THE PROBLEM
Copy every record exactly as it appears in the data below.

(Referring expression data)
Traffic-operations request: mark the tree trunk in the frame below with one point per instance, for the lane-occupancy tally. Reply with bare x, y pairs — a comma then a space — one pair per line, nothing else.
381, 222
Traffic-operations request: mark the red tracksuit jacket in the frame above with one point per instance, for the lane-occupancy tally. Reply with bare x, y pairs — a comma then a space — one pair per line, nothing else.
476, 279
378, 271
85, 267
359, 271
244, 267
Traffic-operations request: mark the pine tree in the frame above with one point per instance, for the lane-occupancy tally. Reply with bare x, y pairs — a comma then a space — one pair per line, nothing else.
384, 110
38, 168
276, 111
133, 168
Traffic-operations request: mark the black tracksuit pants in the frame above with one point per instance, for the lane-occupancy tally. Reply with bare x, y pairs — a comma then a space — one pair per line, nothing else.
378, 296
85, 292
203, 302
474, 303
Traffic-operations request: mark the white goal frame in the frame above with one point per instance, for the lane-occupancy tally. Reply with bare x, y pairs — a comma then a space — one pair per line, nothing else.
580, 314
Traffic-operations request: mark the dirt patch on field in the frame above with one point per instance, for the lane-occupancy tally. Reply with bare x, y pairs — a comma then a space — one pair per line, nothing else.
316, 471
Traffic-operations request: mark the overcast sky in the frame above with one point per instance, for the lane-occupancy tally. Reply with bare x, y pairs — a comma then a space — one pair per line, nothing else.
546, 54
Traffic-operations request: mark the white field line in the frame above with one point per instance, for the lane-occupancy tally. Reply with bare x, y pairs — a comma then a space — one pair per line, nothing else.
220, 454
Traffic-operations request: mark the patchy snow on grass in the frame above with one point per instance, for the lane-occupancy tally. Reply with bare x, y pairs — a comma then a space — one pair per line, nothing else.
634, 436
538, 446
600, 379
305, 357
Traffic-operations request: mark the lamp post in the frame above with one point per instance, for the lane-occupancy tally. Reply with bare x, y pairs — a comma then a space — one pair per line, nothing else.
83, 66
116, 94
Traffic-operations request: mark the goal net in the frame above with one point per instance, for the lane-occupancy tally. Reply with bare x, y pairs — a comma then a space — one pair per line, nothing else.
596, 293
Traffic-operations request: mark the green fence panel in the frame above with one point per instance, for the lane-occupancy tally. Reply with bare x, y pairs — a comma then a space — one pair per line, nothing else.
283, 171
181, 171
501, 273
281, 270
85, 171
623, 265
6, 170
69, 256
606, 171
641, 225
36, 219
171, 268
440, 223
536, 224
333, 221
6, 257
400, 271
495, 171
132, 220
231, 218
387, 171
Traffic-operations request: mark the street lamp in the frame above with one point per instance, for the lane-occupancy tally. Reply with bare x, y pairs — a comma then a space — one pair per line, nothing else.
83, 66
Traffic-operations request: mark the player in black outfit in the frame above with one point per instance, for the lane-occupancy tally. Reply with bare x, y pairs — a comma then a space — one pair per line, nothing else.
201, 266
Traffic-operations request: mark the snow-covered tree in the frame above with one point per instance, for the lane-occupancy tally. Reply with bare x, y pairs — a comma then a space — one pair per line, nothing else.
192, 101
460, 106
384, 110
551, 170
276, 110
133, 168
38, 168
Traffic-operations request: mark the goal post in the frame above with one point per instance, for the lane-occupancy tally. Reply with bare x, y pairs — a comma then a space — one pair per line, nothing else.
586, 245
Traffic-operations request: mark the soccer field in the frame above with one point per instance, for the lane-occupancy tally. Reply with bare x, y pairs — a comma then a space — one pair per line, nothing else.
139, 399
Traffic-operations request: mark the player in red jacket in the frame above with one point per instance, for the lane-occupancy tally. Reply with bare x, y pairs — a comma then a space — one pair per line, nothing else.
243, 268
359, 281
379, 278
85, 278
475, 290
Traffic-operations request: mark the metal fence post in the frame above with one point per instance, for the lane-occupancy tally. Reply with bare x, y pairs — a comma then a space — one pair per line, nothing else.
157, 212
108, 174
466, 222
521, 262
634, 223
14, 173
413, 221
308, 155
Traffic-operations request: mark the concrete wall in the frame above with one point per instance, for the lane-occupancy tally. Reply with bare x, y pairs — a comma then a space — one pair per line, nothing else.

THE COMPLETED TASK
Traffic-operations request: mark the tree trunk in the frame below with one point per instance, for the lane-occupancy tally. Reply with bare x, y pairs — a comma then a space — one pair per line, nothing else.
381, 222
Traffic-operations request: mark the red tracksuit jacket in the frame above with one point per instance, for the lane-occupancy tally. Reply with bare x, y pairs — a comma then a space — one pair per line, nothing else.
476, 279
378, 271
85, 267
359, 271
244, 267
Traffic-operations request: mark the pine tree in the frame above with one point per instance, for the lane-occupancy tally. Reply with bare x, y pairs — a comma then a space — one pair per line, nothing else.
384, 110
38, 168
276, 111
133, 168
Traffic-operations request: mark the black tracksuit pants in the frame above with one point per instance, for the lane-occupancy tally. Reply with bare x, y pairs — a comma then a space — one pair per line, nothing else.
378, 296
85, 292
203, 302
474, 303
Traffic-operations request: mark the white goal frame in the frame above with one point per instance, for the lane-occupancy tally. Reply with bare x, y pairs — a comma then a space — one pair per line, nothing else.
580, 314
Traffic-operations request: mark the dirt patch on field in the frame above with one point per instance, for the lane-occupancy tally. Reply with bare x, y pairs — a comma then a space — one pair per line, nothing else.
316, 471
Traffic-operations request: mark the overcast sky in the frame above with one point per instance, for the lane-occupancy tally. Reply with bare x, y pairs — a comma then a space — one pair per line, nothing else.
546, 54
Traffic-operations request: mark the white field line in the frame above with one point per instance, for the lane-occupancy tally. Reply with bare x, y pairs — a comma then a space — one pair per line, nothing else.
220, 454
Traffic-operations request: mark the patchy snow on grass in the frame above with one point per instance, for the lane-occupancy tally. Reply with bare x, y pairs — a comma then a space — one pair per line, nothing else.
634, 436
538, 446
600, 379
305, 357
Traffic-operations request: mark the lamp post in the frame above with one point per instance, for the lane-occupancy tally. Reply with bare x, y pairs — a comma then a space — one pair per line, nothing else.
83, 66
116, 94
Traffic-operations request: mark the goal net in the frame above with one point per instance, for the lane-occupancy tally. Reply with bare x, y pairs — a comma then a space — one pair per line, nothing else.
596, 293
Traffic-operations request: mark the green fence panel in the frame above with one point per instance, for the lane-occupancy tally. Reply with bare x, y pairs — a comma then a space — one pair per line, nothing else.
283, 171
181, 171
501, 273
281, 270
85, 171
623, 265
6, 170
69, 256
606, 171
641, 225
36, 219
171, 268
440, 223
536, 224
333, 221
6, 257
400, 271
495, 171
132, 220
231, 218
387, 171
Traffic-operations request: mark the street lamp in the frame above with one point per instance, for the lane-occupancy tally. Reply with bare x, y pairs — a comma then a space — one pair per line, nothing else.
83, 66
Traffic-operations request: mark the player in black outfit in the frame above with one point per instance, for the lane-occupancy tally. Reply with bare x, y pairs — a comma then a space — one pair per line, nothing else.
201, 266
Traffic-operations request: mark the snow-covered tree in the frame above with one point per instance, for the lane-occupancy tally. Reply with bare x, y pairs — a comma then a space — one pair per line, nothing else.
192, 101
460, 106
384, 110
551, 170
276, 110
133, 168
38, 168
Traffic-operations request: mark the goal post in the frame above with one point per instance, for the lane-occupancy tally. Reply with bare x, y pairs — a comma then a space — one pair per line, nothing else.
586, 245
Traffic-operations request: mark the soccer field in the frame above with one point per instance, for the lane-occupancy tally. Reply with bare x, y pairs — a comma then a space — one pair per line, nothing else.
139, 399
Traffic-operations request: mark the player in red jacket in the frame above with one point per instance, for the lane-occupancy tally. Reply with bare x, y pairs — a comma then a space — one pair per line, nothing else.
243, 268
359, 281
379, 278
85, 278
475, 290
Traffic-operations request: mark the metal fence post in the frame above with one point per instance, for the lane-occupancy tally. Reply with bare x, y pairs — a comma then a space — one pair per line, nothing else.
157, 212
108, 174
466, 222
521, 262
634, 223
14, 173
413, 221
308, 155
Traffic-operations request: mark the concrete wall in the frame above with one point per instance, for the lane-occupancy tally. Reply with bare x, y pairs — a comma then a space — one pair per line, nothing else.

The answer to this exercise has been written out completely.